— Begin —

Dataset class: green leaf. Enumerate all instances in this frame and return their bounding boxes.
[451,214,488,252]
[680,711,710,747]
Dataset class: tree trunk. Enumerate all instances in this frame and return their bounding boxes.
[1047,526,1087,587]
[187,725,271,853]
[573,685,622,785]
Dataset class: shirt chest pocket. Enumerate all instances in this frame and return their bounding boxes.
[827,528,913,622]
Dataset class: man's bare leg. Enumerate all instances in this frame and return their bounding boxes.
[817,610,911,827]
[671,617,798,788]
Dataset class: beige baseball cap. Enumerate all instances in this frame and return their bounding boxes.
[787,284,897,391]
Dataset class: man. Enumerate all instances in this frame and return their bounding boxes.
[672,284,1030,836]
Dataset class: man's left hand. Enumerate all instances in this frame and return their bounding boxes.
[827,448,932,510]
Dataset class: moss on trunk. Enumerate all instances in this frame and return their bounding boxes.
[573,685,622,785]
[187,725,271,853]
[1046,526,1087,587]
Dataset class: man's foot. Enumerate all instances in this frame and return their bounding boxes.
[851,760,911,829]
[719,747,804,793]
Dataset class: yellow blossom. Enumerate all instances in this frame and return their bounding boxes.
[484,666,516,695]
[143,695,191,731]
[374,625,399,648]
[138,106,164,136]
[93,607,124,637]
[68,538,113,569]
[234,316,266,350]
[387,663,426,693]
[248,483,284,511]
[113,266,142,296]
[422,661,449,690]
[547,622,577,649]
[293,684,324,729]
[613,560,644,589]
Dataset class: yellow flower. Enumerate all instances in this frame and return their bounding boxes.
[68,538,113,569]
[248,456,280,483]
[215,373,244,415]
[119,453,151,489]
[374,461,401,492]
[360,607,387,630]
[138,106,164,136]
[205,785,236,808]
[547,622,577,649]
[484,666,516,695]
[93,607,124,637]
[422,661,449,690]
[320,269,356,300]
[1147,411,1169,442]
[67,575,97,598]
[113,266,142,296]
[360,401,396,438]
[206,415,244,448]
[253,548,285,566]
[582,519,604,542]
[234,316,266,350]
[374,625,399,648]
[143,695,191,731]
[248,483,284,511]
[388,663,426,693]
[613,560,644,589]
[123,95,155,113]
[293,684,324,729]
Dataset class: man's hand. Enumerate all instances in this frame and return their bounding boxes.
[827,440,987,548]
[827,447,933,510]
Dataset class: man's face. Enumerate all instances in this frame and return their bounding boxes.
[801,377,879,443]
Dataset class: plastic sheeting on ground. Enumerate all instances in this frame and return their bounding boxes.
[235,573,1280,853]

— End —

SHORT EXERCISE :: Could you edit the records between the lines holding "Dataset class: man." and "[827,448,932,510]", inclusive, so that "Enumerate" becomes "List", change nothing else, and return only those lines?

ANSWER TO THE TASK ::
Dataset class: man. List all instances in this frame and return their bounding boxes.
[672,284,1030,836]
Dataset class: man's left hand. List all instances in this frame and return their bounding boxes.
[827,448,932,510]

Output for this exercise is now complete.